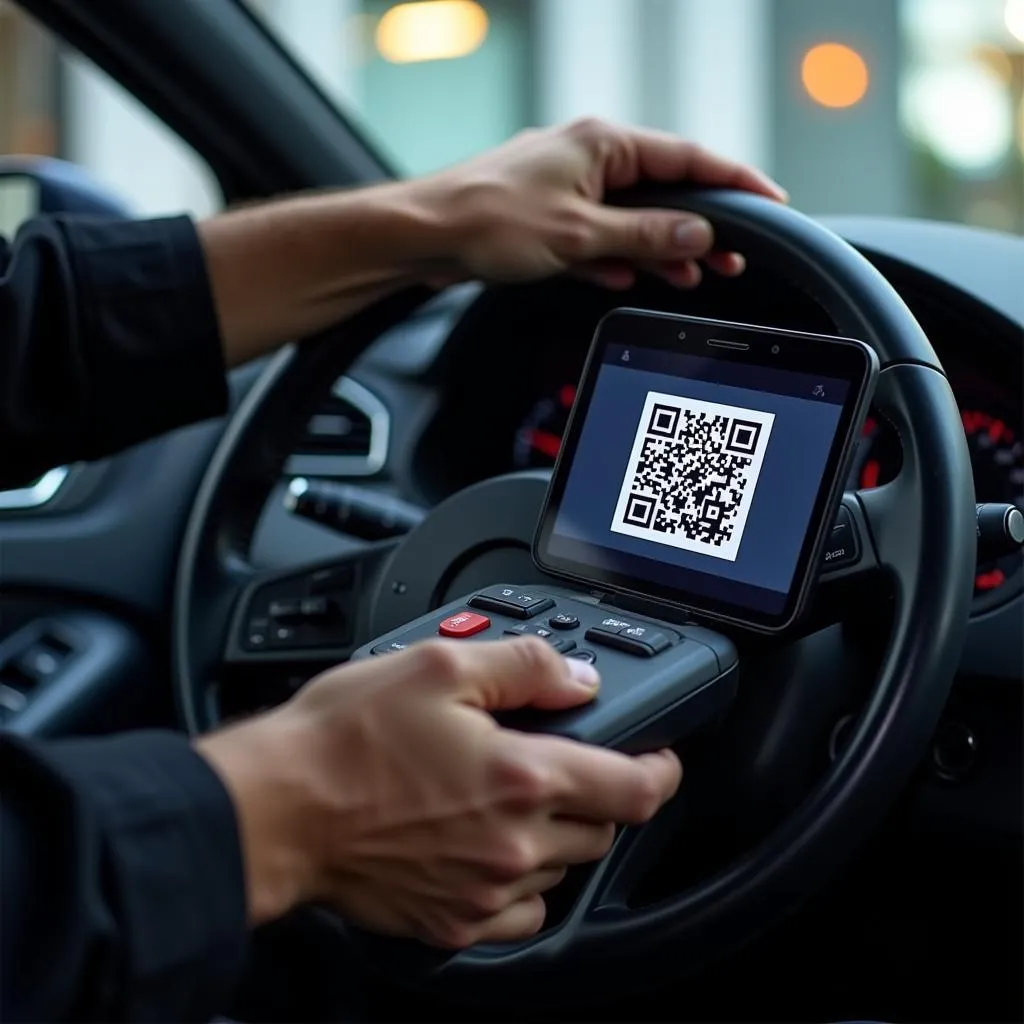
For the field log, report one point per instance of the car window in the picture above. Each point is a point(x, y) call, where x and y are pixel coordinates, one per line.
point(54, 102)
point(904, 108)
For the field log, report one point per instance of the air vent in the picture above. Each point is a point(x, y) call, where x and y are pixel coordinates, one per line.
point(347, 435)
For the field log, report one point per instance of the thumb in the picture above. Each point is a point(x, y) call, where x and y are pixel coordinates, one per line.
point(526, 672)
point(662, 236)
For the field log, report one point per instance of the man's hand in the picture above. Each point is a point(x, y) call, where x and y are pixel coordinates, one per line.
point(534, 207)
point(528, 209)
point(386, 791)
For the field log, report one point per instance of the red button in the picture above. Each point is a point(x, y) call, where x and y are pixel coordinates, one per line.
point(463, 625)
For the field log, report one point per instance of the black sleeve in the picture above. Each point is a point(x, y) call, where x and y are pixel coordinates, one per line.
point(123, 882)
point(108, 336)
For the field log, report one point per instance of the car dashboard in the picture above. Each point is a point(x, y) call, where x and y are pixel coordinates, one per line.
point(464, 400)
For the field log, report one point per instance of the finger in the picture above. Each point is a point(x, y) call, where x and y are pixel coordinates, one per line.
point(523, 672)
point(727, 264)
point(608, 273)
point(645, 236)
point(603, 785)
point(664, 157)
point(536, 883)
point(571, 841)
point(520, 921)
point(687, 274)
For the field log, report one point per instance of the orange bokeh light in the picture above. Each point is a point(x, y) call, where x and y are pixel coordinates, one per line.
point(835, 75)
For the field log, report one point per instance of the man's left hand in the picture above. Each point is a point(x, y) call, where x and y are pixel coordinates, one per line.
point(535, 206)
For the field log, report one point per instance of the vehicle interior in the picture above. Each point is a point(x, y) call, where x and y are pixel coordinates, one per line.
point(848, 843)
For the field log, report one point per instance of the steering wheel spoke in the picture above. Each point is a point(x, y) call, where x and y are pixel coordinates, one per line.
point(916, 534)
point(312, 616)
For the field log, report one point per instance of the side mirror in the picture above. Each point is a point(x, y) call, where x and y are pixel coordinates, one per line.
point(31, 185)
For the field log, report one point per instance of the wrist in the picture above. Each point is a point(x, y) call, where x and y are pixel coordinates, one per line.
point(421, 226)
point(260, 764)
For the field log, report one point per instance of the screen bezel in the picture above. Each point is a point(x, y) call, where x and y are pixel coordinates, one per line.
point(845, 358)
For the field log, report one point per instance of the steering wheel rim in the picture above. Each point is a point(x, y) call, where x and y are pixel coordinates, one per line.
point(922, 529)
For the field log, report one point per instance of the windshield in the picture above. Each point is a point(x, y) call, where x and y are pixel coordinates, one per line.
point(905, 108)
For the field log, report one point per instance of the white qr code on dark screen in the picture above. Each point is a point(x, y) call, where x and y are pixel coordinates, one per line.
point(691, 474)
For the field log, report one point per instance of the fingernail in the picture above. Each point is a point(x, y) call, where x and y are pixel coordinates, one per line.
point(691, 235)
point(583, 673)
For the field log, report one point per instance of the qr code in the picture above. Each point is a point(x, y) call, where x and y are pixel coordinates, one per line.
point(692, 473)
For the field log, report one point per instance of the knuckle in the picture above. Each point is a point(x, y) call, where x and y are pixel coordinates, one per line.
point(647, 799)
point(453, 934)
point(515, 856)
point(588, 129)
point(485, 901)
point(650, 233)
point(604, 836)
point(520, 782)
point(577, 233)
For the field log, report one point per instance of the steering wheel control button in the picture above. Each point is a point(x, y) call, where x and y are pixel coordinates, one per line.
point(391, 647)
point(561, 644)
point(528, 630)
point(650, 643)
point(465, 624)
point(563, 621)
point(632, 638)
point(285, 611)
point(314, 608)
point(583, 654)
point(841, 545)
point(512, 602)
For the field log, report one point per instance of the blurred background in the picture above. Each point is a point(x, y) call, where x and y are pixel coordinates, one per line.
point(909, 108)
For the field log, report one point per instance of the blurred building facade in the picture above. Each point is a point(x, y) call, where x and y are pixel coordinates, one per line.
point(882, 107)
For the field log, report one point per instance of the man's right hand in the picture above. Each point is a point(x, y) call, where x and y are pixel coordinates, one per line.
point(386, 791)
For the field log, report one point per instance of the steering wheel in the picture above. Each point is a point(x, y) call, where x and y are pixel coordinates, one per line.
point(918, 540)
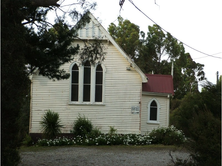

..........

> _What is needed_: The range to transcribe runs from the line holding "the blurred building" through the final line of the data above; copy it exactly and exclude the pictures.

> _Your solution_:
For the field log, report one point per instance of the blurred building facade in the picture above. Each point is a point(x, y) call, where x and y are pixel coordinates, one per line.
point(882, 107)
For the field log, report one point per instance of the man's right hand in the picture above. Each point is a point(x, y) call, where x and y are pixel coordinates, one per line.
point(386, 791)
For the field log, report one point per instance of the steering wheel in the picture above. Each point is a point(x, y) call, where x and y are pixel coordinates, one per line.
point(918, 540)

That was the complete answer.